Entries taken from a collection
◆ ◆ ◆ ◆ ◆

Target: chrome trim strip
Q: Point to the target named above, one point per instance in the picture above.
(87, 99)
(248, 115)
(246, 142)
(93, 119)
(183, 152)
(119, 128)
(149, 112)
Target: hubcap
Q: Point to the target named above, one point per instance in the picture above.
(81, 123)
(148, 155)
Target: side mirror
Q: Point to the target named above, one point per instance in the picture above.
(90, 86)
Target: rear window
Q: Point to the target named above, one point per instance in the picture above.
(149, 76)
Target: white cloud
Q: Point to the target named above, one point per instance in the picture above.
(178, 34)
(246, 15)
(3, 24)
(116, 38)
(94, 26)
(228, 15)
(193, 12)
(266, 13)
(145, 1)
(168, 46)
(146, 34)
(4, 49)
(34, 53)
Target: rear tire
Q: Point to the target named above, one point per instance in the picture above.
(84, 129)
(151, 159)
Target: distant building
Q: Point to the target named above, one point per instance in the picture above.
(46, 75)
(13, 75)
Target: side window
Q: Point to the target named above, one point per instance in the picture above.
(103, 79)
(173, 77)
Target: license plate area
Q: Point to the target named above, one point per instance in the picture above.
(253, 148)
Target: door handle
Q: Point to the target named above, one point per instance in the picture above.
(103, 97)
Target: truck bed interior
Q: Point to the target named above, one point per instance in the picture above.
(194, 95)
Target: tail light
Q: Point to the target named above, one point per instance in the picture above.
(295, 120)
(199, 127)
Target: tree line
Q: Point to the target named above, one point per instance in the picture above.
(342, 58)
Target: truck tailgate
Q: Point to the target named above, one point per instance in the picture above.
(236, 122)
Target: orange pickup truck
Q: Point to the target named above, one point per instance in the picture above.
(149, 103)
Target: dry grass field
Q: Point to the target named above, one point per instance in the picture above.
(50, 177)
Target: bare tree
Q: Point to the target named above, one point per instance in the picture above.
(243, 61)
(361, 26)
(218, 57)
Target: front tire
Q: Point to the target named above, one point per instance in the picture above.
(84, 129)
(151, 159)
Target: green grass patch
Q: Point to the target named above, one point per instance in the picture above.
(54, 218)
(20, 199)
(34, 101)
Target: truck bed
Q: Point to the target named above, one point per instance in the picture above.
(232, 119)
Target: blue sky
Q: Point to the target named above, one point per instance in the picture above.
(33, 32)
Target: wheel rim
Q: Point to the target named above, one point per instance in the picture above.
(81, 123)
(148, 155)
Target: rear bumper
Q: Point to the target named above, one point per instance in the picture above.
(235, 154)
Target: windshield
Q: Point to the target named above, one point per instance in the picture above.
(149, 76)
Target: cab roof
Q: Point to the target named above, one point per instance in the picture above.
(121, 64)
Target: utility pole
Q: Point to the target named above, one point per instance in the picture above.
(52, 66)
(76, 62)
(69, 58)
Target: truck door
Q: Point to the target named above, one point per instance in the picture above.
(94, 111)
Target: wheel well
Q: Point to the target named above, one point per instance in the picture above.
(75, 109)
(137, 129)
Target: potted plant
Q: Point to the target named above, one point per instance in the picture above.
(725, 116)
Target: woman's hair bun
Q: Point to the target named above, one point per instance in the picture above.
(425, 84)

◆ ◆ ◆ ◆ ◆

-- Task item --
Answer with the number alone after working out how many lines in the records contain the string "truck".

-- Written reply --
5